#### [A fazer]
1. No trecho sobre a criança e os deuses, sob que epíteto se teria que abstrair um deus único?
2. Dê a continuação do trecho sobre a criança e os deuses, começando logo após a sua última frase.

#### [Trecho citado]

Alguns deuses serão favoráveis, outros não.

Se queremos um deus único, teremos que abstraí-lo sob o epíteto de um Todo-Poderoso Senhor, somatório de todas as potências que beneficiam e atazanam a pobre vida dos mortais.

A criança, ainda no início dessa longa, fascinante, e dolorosa caminhada, embora completamente desamparada, dependente, submetida a todos os poderes da vida, não conhece os deuses que a dominam pois apenas começou a separar-se deles.

Os deuses lhe são íntimos. Mas vão se revelando aos poucos à imaginação sob as formas mais fantásticas e sedutoras.

Uma criança não suportaria toda a sua incompetência e precariedade se não confiasse, intuitivamente, em seu poder futuro. Ela caminha para tornar-se um deus, e mais que isso, para tornar-se o Deus Único, já que ela é o germe de todas as possibilidades. Mas esse poder de esperar e construir o futuro, esse desejo de ser poderosa, de ser um deus, ou deusa, é, em si mesmo, um deus-deusa. O poder futuro é experimentado, desde já, como um poder agora.

#### [Material exibido]
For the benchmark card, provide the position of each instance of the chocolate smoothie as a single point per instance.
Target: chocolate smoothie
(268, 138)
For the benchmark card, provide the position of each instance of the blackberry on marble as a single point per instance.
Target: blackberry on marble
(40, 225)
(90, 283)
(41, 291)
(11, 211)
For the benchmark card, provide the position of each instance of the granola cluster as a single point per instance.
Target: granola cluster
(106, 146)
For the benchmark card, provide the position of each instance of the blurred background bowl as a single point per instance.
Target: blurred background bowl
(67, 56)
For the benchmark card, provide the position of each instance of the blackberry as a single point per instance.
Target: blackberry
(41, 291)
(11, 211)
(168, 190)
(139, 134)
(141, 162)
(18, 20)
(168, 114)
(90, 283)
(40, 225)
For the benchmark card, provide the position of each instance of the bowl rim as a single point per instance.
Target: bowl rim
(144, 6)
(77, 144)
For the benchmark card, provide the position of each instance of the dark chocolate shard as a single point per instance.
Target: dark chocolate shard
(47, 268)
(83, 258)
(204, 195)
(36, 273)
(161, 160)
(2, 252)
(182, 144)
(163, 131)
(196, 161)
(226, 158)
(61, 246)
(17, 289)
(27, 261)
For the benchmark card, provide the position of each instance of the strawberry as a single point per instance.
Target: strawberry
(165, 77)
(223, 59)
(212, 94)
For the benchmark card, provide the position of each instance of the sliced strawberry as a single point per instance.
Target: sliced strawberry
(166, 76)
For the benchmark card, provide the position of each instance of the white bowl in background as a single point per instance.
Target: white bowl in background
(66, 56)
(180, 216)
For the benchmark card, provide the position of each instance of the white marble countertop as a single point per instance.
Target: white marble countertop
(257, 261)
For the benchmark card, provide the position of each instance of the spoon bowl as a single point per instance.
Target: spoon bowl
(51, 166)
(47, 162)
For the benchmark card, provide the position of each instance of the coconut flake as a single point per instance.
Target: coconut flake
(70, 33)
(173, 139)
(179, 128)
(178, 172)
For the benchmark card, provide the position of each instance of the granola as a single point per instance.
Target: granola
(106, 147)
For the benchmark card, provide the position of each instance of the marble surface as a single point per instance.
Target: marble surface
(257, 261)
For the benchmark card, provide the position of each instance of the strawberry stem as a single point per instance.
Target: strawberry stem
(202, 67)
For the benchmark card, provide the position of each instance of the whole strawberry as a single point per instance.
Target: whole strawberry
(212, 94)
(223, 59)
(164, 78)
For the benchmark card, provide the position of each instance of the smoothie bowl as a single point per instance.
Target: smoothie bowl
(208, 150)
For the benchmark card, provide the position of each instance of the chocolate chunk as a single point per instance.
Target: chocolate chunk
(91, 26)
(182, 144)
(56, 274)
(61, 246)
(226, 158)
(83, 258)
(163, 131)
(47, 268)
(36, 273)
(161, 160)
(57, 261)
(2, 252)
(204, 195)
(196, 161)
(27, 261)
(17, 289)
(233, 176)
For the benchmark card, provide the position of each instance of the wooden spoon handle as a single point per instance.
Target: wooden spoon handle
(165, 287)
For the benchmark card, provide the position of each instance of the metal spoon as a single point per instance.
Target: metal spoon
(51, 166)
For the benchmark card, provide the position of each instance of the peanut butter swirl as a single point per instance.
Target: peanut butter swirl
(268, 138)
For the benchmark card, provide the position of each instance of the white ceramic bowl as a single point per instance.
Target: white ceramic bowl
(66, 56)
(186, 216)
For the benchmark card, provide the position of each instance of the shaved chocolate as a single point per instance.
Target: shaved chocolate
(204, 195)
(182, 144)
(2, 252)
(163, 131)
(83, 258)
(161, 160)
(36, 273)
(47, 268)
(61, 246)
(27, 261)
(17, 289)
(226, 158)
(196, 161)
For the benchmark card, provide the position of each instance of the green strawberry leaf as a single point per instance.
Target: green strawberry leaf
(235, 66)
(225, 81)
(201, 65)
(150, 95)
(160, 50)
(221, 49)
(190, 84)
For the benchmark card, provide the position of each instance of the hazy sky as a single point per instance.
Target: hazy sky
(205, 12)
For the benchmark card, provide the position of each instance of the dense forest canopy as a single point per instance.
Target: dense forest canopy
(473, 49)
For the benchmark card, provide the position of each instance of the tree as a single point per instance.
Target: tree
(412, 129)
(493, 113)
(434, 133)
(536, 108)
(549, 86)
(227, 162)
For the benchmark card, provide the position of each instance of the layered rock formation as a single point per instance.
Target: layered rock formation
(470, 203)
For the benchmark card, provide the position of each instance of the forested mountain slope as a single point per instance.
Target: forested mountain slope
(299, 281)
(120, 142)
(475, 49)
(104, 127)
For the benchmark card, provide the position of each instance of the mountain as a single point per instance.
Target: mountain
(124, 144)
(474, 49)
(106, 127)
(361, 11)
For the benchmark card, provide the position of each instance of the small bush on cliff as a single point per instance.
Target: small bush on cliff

#### [Respostas]
1. Sob o epíteto de um Todo-Poderoso Senhor.

2.
A criança, de fato, é muito poderosa por ser agora o próprio futuro. Mas não conhece a si mesma, não se sabe um deus.

O adulto "conhece" a si mesmo e "conhece" os deuses. Exatamente por isso, porque se afastou dos deuses para conhecê-los, como obriga a vida, e sabe que não é um deles.

Se imagina, seriamente, ser um deus, na verdade não passa de um louco às voltas com um grande delírio de grandeza. Se não imagina nada, se não busca ser um deus, adquirir algum poder, trai a criança que um dia foi e ainda está a desenrolar o seu destino. Trai a criança que o trouxe até ali, à sua "adultez".

O que fazer? talvez continuar brincando no meio mesmo das discriminações, ser adulto e criança ao mesmo tempo. Deixar que essa ambiguidade entre o ser e o não-ser permita um viés, uma interferência, um riso profundo, uma graça divina. Brincar com os deuses talvez seja a única maneira de levá-los à sério.

Não estaria o Sadhu, em sua caverna, a divertir-se com o grande Shiva?

Uma cotovelada no nariz e uma joelhada no ombro trouxeram-me de volta ao ônibus.

Quando olhei o "agressor" reconheci o estranho homem, alto e sorridente por baixo de um pano sujo enrolado em sua cabeça, que estava junto ao motorista desde o início da viagem conversando muito com um outro homem do qual não me lembro a figura. Os solavancos do ônibus o tinham trazido para junto de mim,... acho. Tinha olhos cansados... mas faiscantes! Tinha o rosto enrugado... mas firme, como seu sorriso. Olhava-me nos olhos e não pediu desculpas pelo tranco.

Vijay e Mernosh conversavam num assento mais atrás.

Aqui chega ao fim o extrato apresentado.